Repeat each record word for word.

Dataset records:
* * * * *

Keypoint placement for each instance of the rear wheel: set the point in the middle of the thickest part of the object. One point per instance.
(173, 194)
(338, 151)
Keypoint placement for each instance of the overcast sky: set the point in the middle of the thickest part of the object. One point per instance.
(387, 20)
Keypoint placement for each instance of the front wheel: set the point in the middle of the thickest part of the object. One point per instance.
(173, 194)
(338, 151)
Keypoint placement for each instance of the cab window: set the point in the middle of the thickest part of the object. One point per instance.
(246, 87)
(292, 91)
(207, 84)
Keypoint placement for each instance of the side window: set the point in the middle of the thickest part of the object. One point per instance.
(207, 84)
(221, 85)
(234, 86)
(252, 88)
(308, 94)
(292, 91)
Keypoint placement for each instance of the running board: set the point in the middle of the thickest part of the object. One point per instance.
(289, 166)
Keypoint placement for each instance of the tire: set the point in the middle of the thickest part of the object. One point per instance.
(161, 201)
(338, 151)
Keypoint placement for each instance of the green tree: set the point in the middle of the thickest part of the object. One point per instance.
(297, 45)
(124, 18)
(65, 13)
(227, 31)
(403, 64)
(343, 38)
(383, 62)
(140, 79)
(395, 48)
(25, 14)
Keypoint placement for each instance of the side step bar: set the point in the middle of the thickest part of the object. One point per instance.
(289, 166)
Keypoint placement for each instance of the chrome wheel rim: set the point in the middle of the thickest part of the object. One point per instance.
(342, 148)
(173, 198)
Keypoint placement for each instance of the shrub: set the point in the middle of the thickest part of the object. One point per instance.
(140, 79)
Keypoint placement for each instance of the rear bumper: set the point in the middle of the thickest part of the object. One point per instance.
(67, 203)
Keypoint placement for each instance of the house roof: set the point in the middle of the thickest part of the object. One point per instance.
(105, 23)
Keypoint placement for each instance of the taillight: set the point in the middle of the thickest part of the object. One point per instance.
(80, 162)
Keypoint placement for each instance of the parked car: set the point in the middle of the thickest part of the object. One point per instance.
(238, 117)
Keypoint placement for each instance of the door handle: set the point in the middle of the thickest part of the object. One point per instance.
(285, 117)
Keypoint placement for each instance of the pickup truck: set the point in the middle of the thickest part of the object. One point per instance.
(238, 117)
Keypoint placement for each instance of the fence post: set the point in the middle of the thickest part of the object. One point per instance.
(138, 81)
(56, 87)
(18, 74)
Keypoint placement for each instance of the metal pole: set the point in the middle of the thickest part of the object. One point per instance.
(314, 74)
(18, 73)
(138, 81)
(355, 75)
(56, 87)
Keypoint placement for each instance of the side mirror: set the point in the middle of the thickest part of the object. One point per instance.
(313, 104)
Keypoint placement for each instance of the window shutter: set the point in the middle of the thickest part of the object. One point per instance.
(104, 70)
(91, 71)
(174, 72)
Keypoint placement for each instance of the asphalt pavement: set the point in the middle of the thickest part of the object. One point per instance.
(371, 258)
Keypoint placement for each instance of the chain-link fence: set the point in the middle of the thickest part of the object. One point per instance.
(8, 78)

* * * * *

Response box:
Keypoint placement for each instance of the rear wheel: set the point in the middle of the thickest part of the object. One point per instance.
(173, 194)
(338, 151)
Keypoint placement for each instance of the overcast sky: set the point in the middle of the thickest part of the object. One point per instance.
(387, 20)
Keypoint placement for each instance of the front wheel: set the point in the middle of the thickest part of the object. One point per instance.
(173, 194)
(338, 151)
Keypoint placement for each instance of the cab window: set the point in the middle of the thickest part of the object. One point per instance.
(246, 87)
(292, 91)
(207, 84)
Keypoint placement for each instance of the side window: set the point in the middle of the thickest part of the object. One point per instance.
(207, 84)
(221, 85)
(234, 86)
(252, 88)
(308, 94)
(292, 91)
Keypoint placement for each instance of the running board: set the point in the middle of the thickest part of the object. One point per instance.
(289, 166)
Keypoint placement for each instance of the tire: set the point in the middle of the thickest part of the object. One point per instance.
(161, 201)
(338, 151)
Keypoint placement for each instance of the green tree: set the point in the middle of the thickest part of the object. One point per instance.
(297, 45)
(124, 18)
(65, 13)
(227, 31)
(403, 64)
(343, 38)
(383, 62)
(140, 79)
(395, 48)
(25, 14)
Keypoint placement for each instance of the side step bar: set the point in the middle of the thickest part of the object. One point per instance.
(289, 166)
Keypoint placement for each instance of the chrome wheel rim: set the point in the middle of the thickest part of the object. One point per instance.
(342, 148)
(173, 198)
Keypoint placement for each instance of the shrub: set the point in the middle of the thickest part of the object. One point per instance.
(140, 79)
Keypoint placement for each instance of the rear bumper: set the point in the middle of the thickest part of the object. One point per instance.
(67, 203)
Keypoint placement for each instance of the house roof: set the point in the middle of the thickest part of the object. One point per instance.
(105, 23)
Keypoint placement for each instance of the taillight: set the point in the middle of the thickest part of the object. One point per instance.
(80, 162)
Keypoint placement for each instance of the parked car: set the point in the middle of the thickest part of the object. One point per instance.
(238, 117)
Keypoint placement for each instance of the door handle: set the point in the middle of the thickest part of the object. One point per instance.
(285, 117)
Keypoint placement for each instance of the pickup truck: set the point in the middle of the thickest part of the object. One point per instance.
(238, 117)
Keypoint placement for each instance of the fence post: set the point in the middle of the thickest part of the object. One point per instance.
(138, 81)
(56, 87)
(18, 74)
Keypoint placement for each instance of the metal pole: set the point in the middle of the thickest part of the object. One point per instance.
(314, 74)
(18, 73)
(138, 81)
(355, 75)
(56, 87)
Keypoint placement for each instance of the side mirror: set the point in the middle of the thickest part of the object. One point per instance.
(313, 104)
Keypoint placement for each instance of the window shutter: set the point in the middle of the thickest part of the object. One point per instance.
(104, 70)
(91, 71)
(174, 72)
Keypoint placement for each instance of the asphalt pavement: set the point in the middle of the thickest part of the object. One point per instance.
(371, 258)
Keypoint placement for each instance of the chain-link fence: set the point in the middle of the thickest part of the object. One point per instance.
(8, 78)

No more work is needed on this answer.